▶ _Provided data_
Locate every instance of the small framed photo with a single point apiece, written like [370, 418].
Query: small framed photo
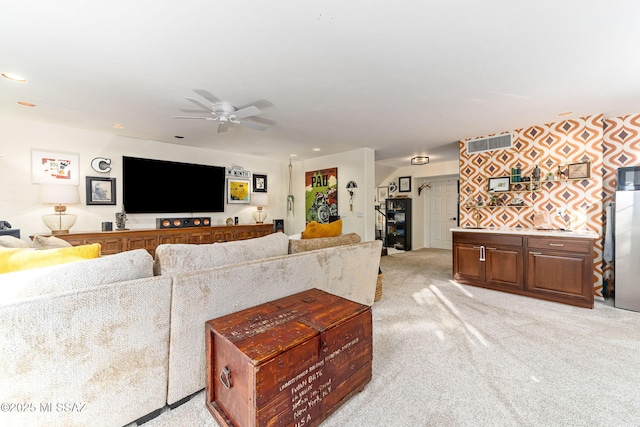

---

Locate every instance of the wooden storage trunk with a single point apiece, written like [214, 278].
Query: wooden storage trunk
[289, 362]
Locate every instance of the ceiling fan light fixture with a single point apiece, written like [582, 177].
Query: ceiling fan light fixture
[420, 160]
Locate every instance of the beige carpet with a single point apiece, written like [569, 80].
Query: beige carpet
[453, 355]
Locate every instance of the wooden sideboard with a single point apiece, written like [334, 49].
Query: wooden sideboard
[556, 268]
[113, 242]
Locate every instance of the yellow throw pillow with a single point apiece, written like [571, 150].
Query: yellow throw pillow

▶ _What you should do_
From the material above, copy exactly the lines between the line holding "Locate every instance of the beige" and the line holding "Query: yellow throw pillow", inclusive, and only those.

▶ _Task answer_
Locate every instance of the beige carpet with a single point apiece, written like [569, 80].
Query: beige carpet
[453, 355]
Locate every instance of the wooden sideboard with a single point apiece, written like [334, 49].
Query: wooden sideboard
[556, 268]
[113, 242]
Locate every instance of the yellow throw pillow with a single point apiece, written like [571, 150].
Query: yellow throw pillow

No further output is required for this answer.